=== Section Start ===
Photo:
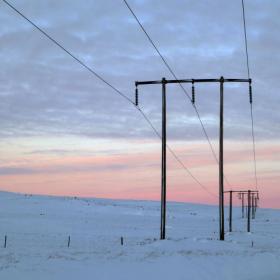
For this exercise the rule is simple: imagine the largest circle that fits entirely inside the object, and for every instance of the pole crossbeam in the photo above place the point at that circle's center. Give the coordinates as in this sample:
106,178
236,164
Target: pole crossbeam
193,81
164,82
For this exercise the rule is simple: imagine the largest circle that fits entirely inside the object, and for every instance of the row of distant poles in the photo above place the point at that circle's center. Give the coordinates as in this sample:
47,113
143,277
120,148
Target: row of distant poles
249,204
221,81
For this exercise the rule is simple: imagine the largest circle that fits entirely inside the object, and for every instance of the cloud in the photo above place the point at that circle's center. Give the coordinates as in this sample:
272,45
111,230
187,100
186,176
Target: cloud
44,92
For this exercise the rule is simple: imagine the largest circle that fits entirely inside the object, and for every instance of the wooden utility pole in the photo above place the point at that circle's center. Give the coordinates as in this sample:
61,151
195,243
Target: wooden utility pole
163,82
230,211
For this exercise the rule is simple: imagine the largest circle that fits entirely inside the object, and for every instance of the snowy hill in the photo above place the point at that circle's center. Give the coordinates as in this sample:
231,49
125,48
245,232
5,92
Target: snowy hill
38,230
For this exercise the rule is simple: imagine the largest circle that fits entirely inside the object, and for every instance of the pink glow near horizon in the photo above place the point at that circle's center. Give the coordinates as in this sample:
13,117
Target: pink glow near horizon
137,176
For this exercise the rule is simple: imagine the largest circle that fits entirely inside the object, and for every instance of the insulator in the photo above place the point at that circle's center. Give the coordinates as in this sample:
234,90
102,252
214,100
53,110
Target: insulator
250,94
136,97
193,94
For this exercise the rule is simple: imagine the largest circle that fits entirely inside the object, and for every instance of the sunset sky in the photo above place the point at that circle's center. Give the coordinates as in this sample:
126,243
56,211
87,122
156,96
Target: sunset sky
64,132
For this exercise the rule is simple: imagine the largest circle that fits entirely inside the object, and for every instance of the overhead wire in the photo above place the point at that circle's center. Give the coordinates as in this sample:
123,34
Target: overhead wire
251,103
112,87
180,84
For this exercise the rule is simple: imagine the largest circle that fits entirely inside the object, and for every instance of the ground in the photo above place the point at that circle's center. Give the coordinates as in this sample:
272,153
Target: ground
38,230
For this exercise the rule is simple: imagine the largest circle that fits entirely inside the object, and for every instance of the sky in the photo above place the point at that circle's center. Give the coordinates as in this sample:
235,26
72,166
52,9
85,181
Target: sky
65,132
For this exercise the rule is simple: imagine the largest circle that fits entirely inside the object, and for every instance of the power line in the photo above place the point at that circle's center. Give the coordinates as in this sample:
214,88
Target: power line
251,103
181,86
111,86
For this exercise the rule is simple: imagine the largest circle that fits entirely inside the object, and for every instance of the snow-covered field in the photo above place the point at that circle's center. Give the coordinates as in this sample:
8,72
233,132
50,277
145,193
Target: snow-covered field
38,227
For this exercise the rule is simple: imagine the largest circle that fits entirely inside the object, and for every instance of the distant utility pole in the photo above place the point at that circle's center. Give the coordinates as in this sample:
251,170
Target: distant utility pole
251,209
163,82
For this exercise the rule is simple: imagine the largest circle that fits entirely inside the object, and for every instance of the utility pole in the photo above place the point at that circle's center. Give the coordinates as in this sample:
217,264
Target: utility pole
221,162
163,82
242,198
163,150
230,211
249,211
163,163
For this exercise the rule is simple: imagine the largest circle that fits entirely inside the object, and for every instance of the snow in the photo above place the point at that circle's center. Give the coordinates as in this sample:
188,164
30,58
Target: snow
37,229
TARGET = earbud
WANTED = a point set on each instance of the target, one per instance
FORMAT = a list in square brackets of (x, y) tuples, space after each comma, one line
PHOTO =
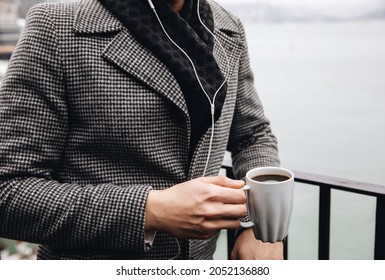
=== Section End ===
*PROBLEM DESCRIPTION*: Pull every line containing "each" from the entries above and copy it.

*YOUR RESPONSE*:
WANTED = a point set on each instance of the target, one per instance
FORMAT = a list in square brackets of (x, y) tuples, space after each comma, one line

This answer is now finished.